— start SELECTION —
A number of women politicians in Quebec have misgivings regarding legislated quotas. They often express “their discomfort with and opposition to the idea of being singled out in the electoral system and before their elected colleagues, and possibly having people believe they are only there as the result of a special measure.”5 

Among a group of Parti québécois card holding members who responded to a survey in 2000 on political involvement in Quebec, only 20% were in favor of quotas (vs. 58% against). At the time of the survey, the Parti québécois was in power in Quebec. The results for the Quebec Liberal party were nearly identical, with only 21% of members in favor (vs. 50% against). When the survey was carried out, the Liberal Party was the official opposition. 

Members from both parties were strongly in favor of setting up government financial support measures or political training courses as means of increasing the number of female candidates running in future elections. 

In a study conducted in 2004 on the politicization of youth, Quebecers aged 18 to 30 were against measures such as parity, and even affirmative action for women. They considered qualifications more important than the actual number of elected or appointed women. The issue of elected officials’ qualifications or abilities is also by far the main reason members opposed quotas in the 2000 study mentioned earlier. Another important reason, according to the study, was respect for women’s freedom. Some women (and even more men) considered quotas antidemocratic.
— end SELECTION —
• GOAL:
Please transcribe the passage about quotas in Quebec politics between "A number of" and "the official opposition.", inclusive. Rely on the passage about quotas in Quebec politics alone.
— start MATERIAL —
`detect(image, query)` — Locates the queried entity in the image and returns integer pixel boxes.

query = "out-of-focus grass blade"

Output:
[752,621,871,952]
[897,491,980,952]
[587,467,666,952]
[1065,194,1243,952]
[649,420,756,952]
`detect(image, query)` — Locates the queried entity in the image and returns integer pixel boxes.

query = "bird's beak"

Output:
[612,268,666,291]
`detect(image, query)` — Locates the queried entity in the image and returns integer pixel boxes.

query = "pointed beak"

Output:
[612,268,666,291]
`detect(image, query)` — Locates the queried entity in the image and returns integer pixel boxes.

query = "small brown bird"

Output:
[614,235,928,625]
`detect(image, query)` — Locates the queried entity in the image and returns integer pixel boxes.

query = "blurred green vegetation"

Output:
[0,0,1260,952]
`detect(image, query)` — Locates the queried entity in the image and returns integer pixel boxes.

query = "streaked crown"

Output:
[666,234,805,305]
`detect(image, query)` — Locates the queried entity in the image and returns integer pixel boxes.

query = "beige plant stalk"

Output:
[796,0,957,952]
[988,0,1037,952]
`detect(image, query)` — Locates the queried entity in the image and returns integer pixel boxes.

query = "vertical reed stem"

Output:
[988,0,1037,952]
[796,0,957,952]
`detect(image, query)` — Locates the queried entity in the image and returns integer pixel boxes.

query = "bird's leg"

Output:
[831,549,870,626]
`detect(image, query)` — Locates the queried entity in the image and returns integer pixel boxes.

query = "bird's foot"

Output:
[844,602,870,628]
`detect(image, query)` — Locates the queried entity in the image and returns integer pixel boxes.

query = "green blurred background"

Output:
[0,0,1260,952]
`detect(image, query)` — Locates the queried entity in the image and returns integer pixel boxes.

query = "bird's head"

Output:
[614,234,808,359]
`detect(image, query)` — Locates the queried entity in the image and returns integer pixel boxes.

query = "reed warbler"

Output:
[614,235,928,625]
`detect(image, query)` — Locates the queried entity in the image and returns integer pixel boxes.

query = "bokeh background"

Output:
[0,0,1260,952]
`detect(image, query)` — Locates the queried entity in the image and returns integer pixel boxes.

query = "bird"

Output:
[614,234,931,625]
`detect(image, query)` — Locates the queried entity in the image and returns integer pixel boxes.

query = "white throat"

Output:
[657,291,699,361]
— end MATERIAL —
• EXERCISE SOLUTION:
A number of women politicians in Quebec have misgivings regarding legislated quotas. They often express “their discomfort with and opposition to the idea of being singled out in the electoral system and before their elected colleagues, and possibly having people believe they are only there as the result of a special measure.”5 

Among a group of Parti québécois card holding members who responded to a survey in 2000 on political involvement in Quebec, only 20% were in favor of quotas (vs. 58% against). At the time of the survey, the Parti québécois was in power in Quebec. The results for the Quebec Liberal party were nearly identical, with only 21% of members in favor (vs. 50% against). When the survey was carried out, the Liberal Party was the official opposition.